• REQUIRED WORK:
Update the records in the part that opens with the line containing "Practice step: put a point on each instance of the lower" and closes with the line containing "(449, 1014)", replacing "wooden" with "oak" and keeping everything else the same. Give back only those lines.

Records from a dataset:
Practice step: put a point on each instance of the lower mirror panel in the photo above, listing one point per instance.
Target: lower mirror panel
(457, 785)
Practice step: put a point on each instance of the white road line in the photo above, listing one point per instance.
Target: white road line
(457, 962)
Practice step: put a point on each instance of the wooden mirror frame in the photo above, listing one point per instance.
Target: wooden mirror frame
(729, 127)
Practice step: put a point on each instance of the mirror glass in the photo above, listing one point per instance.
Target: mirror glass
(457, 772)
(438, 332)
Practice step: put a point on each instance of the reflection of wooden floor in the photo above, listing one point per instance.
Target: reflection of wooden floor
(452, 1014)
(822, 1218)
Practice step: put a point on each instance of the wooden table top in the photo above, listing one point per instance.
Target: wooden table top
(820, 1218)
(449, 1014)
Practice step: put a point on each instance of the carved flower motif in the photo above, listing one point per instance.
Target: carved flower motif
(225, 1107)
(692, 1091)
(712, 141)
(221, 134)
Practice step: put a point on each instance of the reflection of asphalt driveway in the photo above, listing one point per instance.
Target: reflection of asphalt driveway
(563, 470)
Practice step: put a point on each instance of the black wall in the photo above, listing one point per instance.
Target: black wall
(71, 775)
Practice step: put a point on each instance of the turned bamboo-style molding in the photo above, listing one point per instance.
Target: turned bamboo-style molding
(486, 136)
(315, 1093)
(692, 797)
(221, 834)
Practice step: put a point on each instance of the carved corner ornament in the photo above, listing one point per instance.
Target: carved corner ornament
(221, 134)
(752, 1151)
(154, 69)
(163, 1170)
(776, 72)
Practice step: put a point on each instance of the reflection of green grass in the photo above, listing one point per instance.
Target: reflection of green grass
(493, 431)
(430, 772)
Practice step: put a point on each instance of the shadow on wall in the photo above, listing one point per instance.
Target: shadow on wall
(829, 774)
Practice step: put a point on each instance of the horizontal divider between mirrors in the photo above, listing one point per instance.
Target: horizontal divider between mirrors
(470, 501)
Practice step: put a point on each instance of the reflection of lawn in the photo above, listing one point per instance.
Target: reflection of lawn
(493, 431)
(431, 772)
--
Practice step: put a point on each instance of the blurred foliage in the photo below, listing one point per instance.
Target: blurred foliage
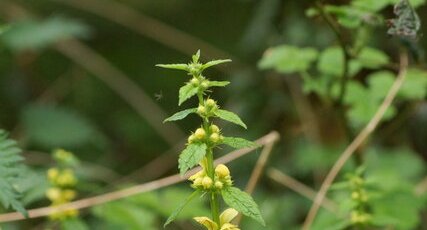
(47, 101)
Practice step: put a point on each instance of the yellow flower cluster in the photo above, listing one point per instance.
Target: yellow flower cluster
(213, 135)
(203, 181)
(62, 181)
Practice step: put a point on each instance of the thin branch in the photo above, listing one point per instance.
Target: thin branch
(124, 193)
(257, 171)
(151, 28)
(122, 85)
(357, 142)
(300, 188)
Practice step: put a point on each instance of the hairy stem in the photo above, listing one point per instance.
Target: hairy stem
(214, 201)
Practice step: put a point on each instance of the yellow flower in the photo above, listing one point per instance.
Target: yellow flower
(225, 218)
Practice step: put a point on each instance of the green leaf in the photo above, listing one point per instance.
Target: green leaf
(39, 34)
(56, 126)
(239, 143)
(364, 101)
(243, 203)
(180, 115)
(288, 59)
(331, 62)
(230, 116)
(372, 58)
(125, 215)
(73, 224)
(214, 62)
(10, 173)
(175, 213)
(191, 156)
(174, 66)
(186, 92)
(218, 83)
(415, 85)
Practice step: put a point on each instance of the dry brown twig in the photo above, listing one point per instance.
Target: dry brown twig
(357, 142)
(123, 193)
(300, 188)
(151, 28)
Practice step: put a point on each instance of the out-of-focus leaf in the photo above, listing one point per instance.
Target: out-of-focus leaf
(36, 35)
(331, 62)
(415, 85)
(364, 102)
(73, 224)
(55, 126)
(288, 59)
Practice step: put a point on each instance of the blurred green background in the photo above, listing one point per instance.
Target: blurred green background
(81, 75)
--
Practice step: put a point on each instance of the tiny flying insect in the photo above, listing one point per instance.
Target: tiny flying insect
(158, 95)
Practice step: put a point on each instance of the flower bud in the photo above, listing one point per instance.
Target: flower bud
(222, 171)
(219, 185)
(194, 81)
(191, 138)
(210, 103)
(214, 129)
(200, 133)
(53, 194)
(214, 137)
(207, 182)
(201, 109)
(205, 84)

• RESPONSE TO THIS EXERCISE:
Practice step: put a point on each instance of the lower mirror panel in the photo above, listing one point per instance.
Target: lower mirror panel
(457, 785)
Practice step: put a point on each instance of the white road line in the photo above, listing one point per instance.
Target: white road line
(457, 962)
Practice step: put a point on each instance of the oak mirror frame in the photo above, listing one point per instance.
Target: oak mirror frame
(729, 127)
Practice step: put a point on each instance of the mirror glass in the photo above, listing one point per instance.
Target: mirror glass
(457, 772)
(438, 332)
Practice step: put a point on each instance of the reflection of oak floor in the photo above, listing one point per instance.
Target: reflection of oak floor
(452, 1014)
(822, 1218)
Practice step: put a point on each instance of the oak table top in the photo above, listing one point per instance.
Target: oak table top
(820, 1218)
(449, 1014)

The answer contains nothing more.